▶ _EXTRAIT DU TEXTE_
<<<<

Théâtre
Au T2G, un agité en slip accroché à une boule à facettes géante dans «Ich schau dir in die augen…» de René Pollesch

Au T2G, un agité en slip accroché à une boule à facettes géante dans «Ich schau dir in die augen…» de René Pollesch

17 September 2012 | PAR Christophe Candoni

C’est l’image qui restera de cette rentrée théâtrale, celle du génial Fabian Hinrichs en slip noir suspendu dans les airs à une énorme boule de projecteurs et jeté à corps perdu dans une drôle de performance signée René Pollesch (texte et mise en scène). Le spectacle s’intitule « Ich schau dir in die augen gesellschaftlicher verblendungszusammenhang ». Comprenez en français, « Je te regarde dans les yeux, contexte d’aveuglement social », et admirez l’art du titre long et obscur propre à l’artiste allemand… Créé en 2010 à la Volksbühne de Berlin, il se donne au Théâtre de Gennevilliers dans le cadre du Festival d’automne. A découvrir !

>>>>

▶ _DONNÉES FOURNIES_
<<<<

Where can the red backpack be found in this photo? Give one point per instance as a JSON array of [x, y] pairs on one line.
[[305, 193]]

>>>>

▶ _CONSIGNE_
Poursuivez la critique du spectacle de René Pollesch au T2G après sa dernière phrase.

▶ _RÉPONSE_
Fabian Hinrichs, jeune homme de 36 ans, arrive par la salle, ne passe inaperçu que quelques brèves secondes ; il ne lui en faudra pas beaucoup plus pour investir la scène, se dessaper, jeter ses pompes et ses fringues dans le public. L’entrée en matière surprend, ravit. Totalement libre de ses faits et gestes, il n’hésite pas à « malmener » sans agressivité les spectateurs, qu’il fait participer, chanter, applaudir. Certains recevront des colliers de fleurs hawaïens ou des petits carnets jaunes jetés à l’aveuglette. Une dame a même manqué de peu de se faire brosser les dents. « Ne me laissez pas seul ! » lance-t-il. Toutes les tentatives ne prennent pas mais c’est assez amusant.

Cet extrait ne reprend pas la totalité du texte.